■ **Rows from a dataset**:
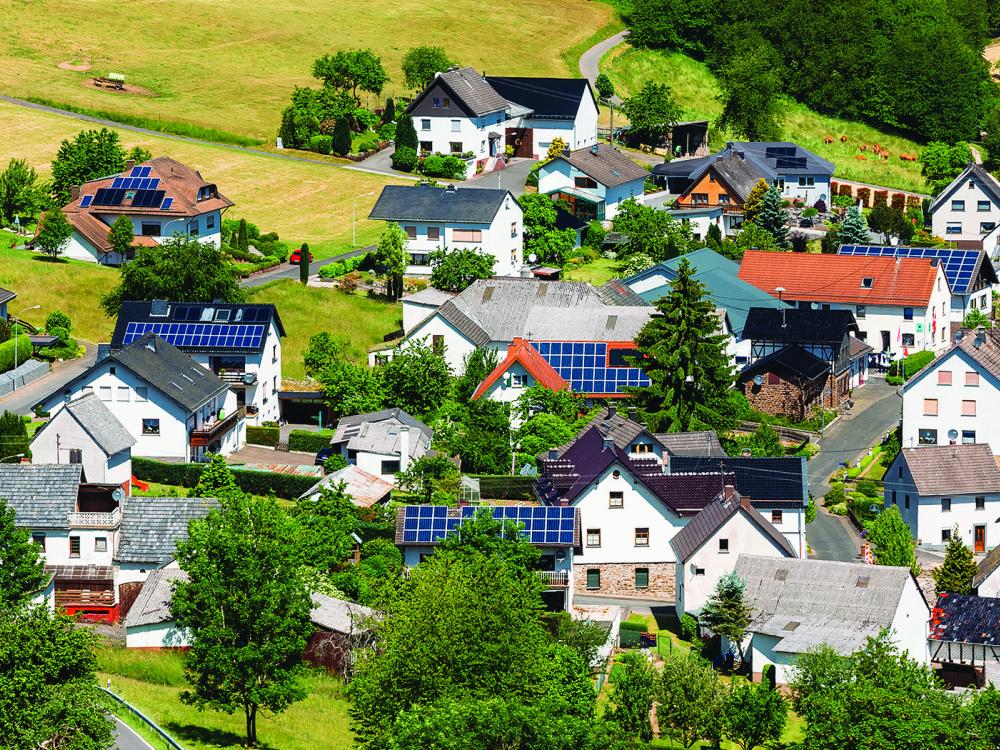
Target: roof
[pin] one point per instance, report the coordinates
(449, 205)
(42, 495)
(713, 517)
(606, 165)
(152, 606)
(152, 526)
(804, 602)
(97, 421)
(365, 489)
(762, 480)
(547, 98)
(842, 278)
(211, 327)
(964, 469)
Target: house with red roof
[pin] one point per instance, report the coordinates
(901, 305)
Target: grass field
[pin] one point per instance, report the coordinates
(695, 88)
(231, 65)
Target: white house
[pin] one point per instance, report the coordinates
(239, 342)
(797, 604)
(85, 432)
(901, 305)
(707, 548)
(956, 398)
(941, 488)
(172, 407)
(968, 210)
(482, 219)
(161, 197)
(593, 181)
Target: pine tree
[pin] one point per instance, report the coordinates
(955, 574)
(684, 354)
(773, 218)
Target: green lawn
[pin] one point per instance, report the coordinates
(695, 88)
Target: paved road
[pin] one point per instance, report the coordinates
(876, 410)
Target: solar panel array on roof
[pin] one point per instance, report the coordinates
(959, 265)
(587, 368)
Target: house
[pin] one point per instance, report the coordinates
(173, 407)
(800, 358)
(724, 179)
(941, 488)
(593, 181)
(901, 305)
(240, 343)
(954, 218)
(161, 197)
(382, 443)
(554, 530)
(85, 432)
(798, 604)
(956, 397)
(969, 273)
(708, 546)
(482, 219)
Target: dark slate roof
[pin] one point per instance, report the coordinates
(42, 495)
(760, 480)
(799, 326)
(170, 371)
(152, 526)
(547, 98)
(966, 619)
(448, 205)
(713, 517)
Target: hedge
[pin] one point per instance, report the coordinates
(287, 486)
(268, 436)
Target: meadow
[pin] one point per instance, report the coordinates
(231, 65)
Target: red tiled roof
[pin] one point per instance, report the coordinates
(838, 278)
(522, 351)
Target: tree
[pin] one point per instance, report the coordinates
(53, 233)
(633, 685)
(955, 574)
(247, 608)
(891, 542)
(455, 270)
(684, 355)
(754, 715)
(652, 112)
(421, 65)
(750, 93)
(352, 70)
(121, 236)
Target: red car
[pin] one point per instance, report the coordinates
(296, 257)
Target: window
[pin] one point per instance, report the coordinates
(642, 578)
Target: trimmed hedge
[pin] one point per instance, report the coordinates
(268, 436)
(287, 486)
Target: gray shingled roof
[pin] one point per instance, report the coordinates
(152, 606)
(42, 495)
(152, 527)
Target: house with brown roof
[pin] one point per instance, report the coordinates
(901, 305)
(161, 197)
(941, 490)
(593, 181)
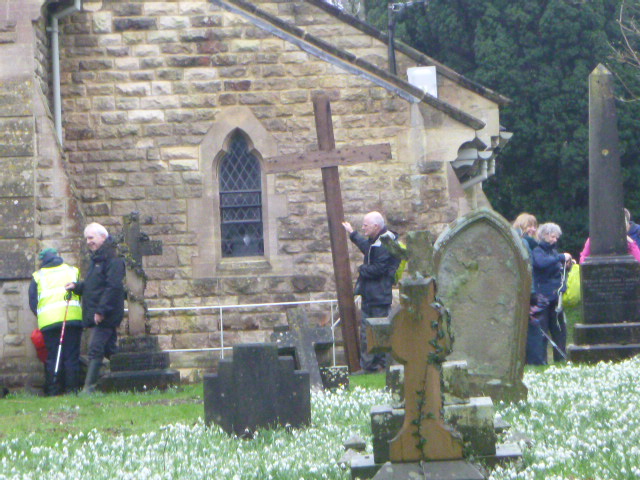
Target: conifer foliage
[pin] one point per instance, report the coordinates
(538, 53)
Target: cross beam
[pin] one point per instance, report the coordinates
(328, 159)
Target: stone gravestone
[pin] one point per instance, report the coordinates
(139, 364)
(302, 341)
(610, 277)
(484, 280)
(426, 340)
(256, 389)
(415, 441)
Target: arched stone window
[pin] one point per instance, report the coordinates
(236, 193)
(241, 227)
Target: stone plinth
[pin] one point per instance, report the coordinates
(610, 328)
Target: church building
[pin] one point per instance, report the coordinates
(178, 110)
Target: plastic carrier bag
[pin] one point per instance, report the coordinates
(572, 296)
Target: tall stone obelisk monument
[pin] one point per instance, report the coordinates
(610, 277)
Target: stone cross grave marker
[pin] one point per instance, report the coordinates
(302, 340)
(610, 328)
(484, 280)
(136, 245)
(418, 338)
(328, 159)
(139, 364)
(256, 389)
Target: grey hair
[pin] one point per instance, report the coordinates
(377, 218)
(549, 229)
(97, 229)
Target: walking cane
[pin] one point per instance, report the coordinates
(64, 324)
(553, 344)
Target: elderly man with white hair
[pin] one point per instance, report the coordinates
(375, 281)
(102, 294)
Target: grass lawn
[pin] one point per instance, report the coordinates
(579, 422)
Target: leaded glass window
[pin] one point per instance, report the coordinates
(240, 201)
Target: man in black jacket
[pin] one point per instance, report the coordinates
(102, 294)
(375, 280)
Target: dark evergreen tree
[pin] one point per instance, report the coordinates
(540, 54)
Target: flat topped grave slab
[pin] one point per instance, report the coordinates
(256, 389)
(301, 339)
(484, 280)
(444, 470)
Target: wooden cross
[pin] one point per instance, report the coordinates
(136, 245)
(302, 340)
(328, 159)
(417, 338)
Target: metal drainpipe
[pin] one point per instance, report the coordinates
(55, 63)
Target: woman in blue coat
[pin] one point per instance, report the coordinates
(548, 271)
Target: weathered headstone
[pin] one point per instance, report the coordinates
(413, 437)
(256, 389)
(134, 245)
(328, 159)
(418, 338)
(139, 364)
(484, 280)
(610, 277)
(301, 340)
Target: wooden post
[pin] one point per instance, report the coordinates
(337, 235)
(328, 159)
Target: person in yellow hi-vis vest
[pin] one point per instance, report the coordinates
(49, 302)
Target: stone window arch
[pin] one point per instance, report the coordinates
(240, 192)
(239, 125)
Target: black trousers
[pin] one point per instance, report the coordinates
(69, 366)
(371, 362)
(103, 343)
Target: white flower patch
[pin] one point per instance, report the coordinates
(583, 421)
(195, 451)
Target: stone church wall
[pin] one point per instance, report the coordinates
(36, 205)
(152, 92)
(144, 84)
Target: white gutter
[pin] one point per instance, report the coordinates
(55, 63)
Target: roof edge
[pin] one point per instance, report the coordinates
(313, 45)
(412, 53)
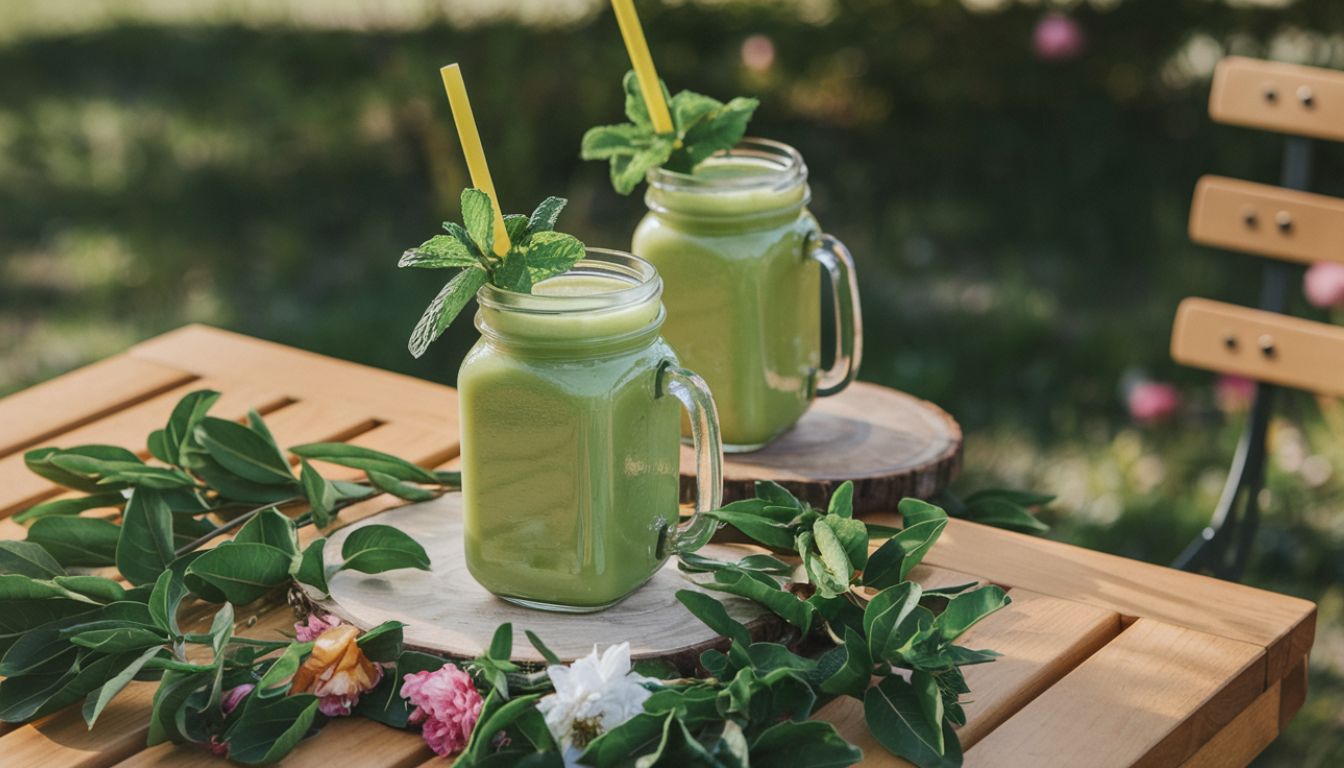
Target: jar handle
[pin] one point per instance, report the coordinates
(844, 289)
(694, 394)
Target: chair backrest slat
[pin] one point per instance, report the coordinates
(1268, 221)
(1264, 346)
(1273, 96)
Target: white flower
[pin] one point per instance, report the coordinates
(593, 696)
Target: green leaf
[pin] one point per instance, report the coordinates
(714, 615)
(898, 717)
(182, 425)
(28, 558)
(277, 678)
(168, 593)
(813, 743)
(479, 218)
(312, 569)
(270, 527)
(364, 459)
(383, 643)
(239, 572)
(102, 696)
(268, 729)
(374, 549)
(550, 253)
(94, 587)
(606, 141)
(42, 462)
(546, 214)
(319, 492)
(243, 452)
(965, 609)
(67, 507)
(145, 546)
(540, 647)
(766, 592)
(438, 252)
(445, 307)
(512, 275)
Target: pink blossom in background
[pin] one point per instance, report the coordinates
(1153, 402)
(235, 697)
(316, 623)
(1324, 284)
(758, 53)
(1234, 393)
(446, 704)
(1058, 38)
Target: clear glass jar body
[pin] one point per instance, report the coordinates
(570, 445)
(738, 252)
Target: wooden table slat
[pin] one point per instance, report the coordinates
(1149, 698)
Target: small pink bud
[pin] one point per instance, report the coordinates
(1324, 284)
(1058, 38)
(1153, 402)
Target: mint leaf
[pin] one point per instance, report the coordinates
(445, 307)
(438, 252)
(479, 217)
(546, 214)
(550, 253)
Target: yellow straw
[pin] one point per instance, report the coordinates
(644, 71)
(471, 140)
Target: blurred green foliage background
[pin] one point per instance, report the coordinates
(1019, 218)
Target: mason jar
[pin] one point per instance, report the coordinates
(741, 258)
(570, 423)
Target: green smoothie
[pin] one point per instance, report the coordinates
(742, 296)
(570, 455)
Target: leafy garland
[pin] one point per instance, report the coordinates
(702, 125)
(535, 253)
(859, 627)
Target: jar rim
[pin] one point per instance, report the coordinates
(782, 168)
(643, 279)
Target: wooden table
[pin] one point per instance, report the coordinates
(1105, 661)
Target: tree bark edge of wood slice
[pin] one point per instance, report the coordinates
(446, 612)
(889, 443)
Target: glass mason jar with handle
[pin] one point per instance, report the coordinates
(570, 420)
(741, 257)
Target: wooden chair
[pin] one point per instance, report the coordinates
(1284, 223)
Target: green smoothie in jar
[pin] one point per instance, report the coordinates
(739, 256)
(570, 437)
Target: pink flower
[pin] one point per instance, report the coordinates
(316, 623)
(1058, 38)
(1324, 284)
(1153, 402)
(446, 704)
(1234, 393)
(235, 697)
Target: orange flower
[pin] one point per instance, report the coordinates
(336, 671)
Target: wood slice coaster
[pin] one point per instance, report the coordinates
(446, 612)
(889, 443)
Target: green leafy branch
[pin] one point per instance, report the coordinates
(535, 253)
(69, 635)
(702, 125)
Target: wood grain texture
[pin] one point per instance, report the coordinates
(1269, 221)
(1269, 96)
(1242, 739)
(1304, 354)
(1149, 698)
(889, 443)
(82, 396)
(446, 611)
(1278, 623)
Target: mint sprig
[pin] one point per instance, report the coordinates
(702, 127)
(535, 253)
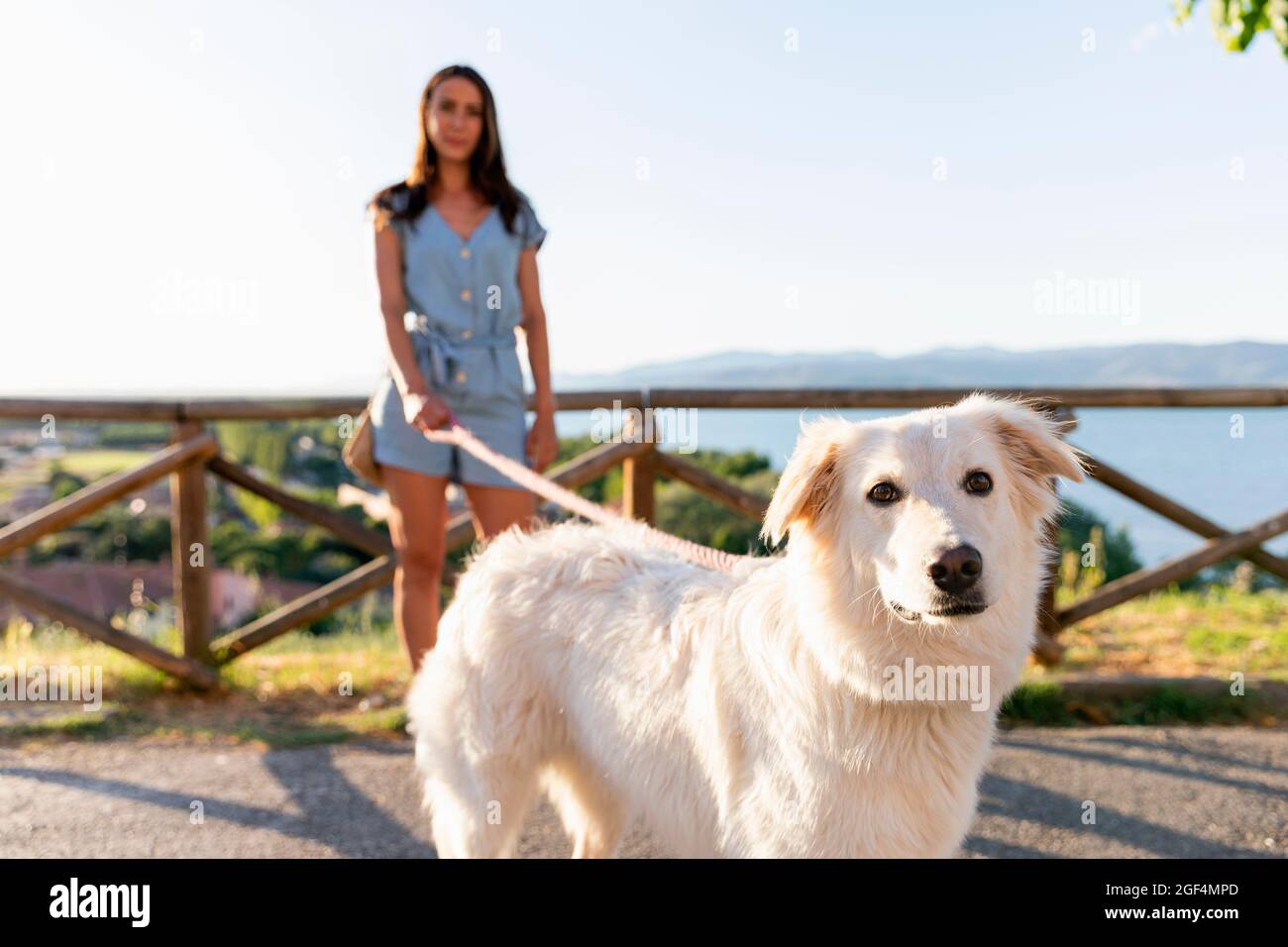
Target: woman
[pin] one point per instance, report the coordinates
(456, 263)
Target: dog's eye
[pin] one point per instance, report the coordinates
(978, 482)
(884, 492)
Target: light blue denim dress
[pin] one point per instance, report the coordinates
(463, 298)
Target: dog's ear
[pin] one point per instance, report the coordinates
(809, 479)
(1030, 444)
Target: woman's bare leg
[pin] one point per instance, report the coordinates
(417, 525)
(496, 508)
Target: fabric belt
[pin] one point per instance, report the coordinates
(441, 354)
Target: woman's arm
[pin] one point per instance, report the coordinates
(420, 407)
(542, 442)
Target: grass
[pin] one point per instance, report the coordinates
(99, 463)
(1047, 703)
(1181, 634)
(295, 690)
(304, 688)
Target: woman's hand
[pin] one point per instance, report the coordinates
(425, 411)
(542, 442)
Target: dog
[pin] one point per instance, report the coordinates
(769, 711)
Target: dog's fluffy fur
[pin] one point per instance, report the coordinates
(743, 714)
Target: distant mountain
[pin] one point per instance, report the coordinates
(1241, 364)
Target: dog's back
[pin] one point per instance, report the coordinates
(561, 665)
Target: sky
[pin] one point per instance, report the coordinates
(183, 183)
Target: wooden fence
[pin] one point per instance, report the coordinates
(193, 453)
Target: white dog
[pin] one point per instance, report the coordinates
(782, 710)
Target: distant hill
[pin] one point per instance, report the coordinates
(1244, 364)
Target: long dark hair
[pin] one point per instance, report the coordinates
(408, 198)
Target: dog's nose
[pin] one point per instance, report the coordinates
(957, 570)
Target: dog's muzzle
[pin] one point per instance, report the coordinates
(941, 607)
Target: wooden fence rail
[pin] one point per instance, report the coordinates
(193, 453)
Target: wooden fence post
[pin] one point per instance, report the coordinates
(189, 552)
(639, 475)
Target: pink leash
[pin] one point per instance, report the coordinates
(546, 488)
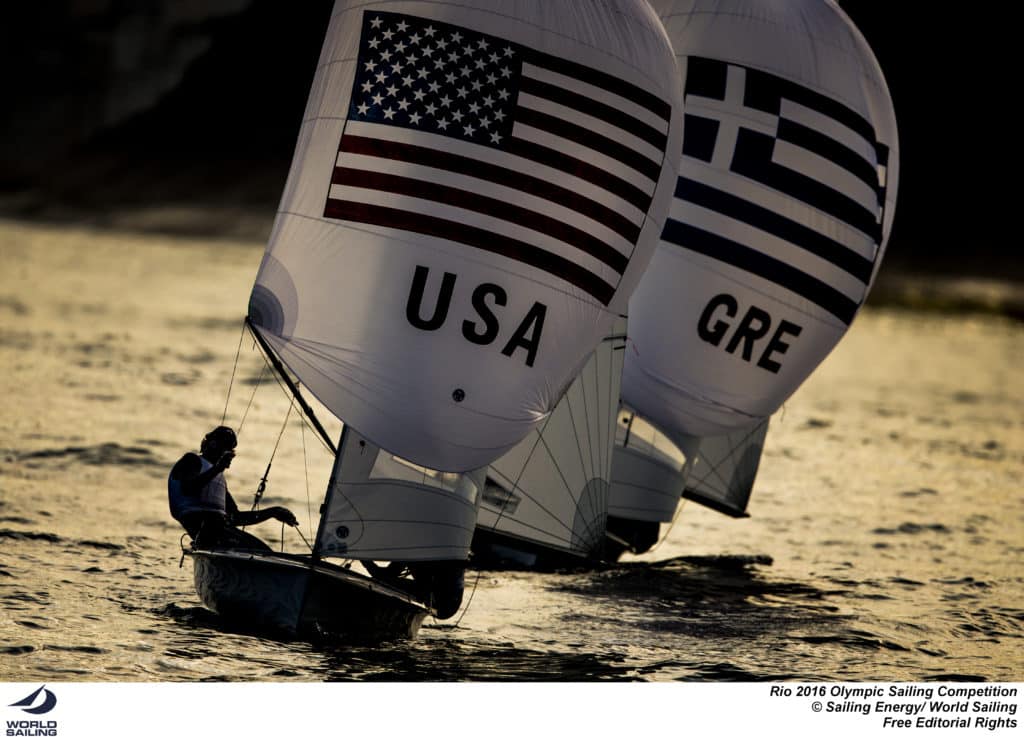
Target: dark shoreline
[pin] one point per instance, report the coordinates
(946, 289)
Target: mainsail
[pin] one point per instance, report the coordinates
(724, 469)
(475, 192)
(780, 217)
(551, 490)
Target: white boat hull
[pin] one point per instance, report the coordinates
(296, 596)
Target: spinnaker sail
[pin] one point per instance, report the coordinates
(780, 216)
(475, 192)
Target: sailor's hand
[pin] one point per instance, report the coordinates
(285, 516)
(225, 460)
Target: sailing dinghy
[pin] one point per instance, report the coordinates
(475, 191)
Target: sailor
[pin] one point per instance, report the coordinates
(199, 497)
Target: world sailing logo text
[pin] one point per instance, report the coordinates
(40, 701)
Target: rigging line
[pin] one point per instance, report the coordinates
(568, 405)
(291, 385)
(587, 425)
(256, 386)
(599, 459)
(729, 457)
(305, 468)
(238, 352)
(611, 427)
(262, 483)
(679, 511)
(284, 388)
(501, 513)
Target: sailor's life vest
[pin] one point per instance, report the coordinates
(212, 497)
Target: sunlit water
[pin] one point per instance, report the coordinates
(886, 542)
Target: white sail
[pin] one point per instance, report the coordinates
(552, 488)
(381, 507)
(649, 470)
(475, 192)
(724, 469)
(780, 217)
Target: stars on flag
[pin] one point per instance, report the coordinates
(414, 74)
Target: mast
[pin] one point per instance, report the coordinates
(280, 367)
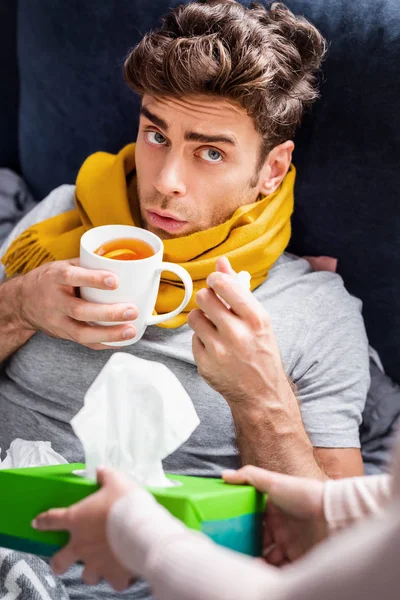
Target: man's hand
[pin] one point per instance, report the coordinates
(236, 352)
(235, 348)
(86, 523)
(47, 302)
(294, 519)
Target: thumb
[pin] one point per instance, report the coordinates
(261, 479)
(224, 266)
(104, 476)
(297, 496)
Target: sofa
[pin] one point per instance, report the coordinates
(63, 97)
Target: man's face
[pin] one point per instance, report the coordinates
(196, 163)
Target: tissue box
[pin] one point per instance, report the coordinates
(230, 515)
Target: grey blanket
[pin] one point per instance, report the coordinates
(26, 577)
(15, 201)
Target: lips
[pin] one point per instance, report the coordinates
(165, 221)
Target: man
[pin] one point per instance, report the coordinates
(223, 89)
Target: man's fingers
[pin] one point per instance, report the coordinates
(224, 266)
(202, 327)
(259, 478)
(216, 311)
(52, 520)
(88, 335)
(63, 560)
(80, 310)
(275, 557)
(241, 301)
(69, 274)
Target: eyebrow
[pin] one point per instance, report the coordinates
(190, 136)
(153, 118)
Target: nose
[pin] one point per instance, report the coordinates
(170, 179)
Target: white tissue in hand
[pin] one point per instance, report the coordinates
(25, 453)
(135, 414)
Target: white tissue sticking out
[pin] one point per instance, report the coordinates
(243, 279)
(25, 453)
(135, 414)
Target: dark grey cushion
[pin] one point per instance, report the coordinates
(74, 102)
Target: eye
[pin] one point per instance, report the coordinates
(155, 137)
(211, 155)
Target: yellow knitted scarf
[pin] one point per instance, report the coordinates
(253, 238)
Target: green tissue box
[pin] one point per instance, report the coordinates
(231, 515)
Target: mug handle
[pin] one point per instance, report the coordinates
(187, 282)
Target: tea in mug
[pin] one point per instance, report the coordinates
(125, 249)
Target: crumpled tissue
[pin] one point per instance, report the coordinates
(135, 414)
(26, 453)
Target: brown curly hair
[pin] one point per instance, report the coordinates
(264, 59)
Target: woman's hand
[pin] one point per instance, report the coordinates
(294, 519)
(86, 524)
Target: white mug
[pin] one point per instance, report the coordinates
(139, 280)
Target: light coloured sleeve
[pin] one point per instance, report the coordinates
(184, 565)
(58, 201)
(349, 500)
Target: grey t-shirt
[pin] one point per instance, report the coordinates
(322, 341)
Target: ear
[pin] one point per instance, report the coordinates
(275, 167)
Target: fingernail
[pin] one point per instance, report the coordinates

■ **TASK STATEMENT**:
In the listing above, find the line containing "Target: nose", then reproduce it and each line after it through the end, exactly and with nothing added.

■ **SOLUTION TO THIS TASK**:
Target: nose
[pin] one point per instance, report the coordinates
(170, 179)
Target: white tissue in hand
[pin] one point per instance, report the coordinates
(25, 453)
(135, 414)
Target: white tissue sticking out
[pin] one point per instance, report the coordinates
(243, 279)
(25, 453)
(135, 414)
Target: dark grey cushion
[pin] one point per instance, report the coordinates
(74, 102)
Target: eye
[pin] one point per instance, report the coordinates
(155, 137)
(211, 155)
Target: yellow knitted scarf
[pin] one point per instance, report the coordinates
(253, 238)
Target: green tissue box
[pin] one point per instance, report the coordinates
(231, 515)
Target: mug handle
[pin] one point per instance, report the coordinates
(187, 282)
Target: tea in mug
[pin] one point per instance, report the coordinates
(125, 249)
Target: crumpled tissue
[pin] one point per instance, report the coordinates
(135, 414)
(26, 453)
Target: brown curly hair
[pin] one point per instance, report the coordinates
(264, 59)
Target: woman's hand
[pin] one point per instance, report the coordinates
(294, 519)
(86, 524)
Target: white mug
[pin] one point per instance, report the coordinates
(139, 280)
Target: light coloured sleeve
[pin] one point per instance, report the coordinates
(184, 565)
(58, 201)
(349, 500)
Target: grey t-shirt
[pin] one point per instance, report the coordinates
(322, 341)
Target: ear
[pin] one point per instance, report the coordinates
(275, 167)
Target: fingernail
[pin] one point per instance, report the coordinates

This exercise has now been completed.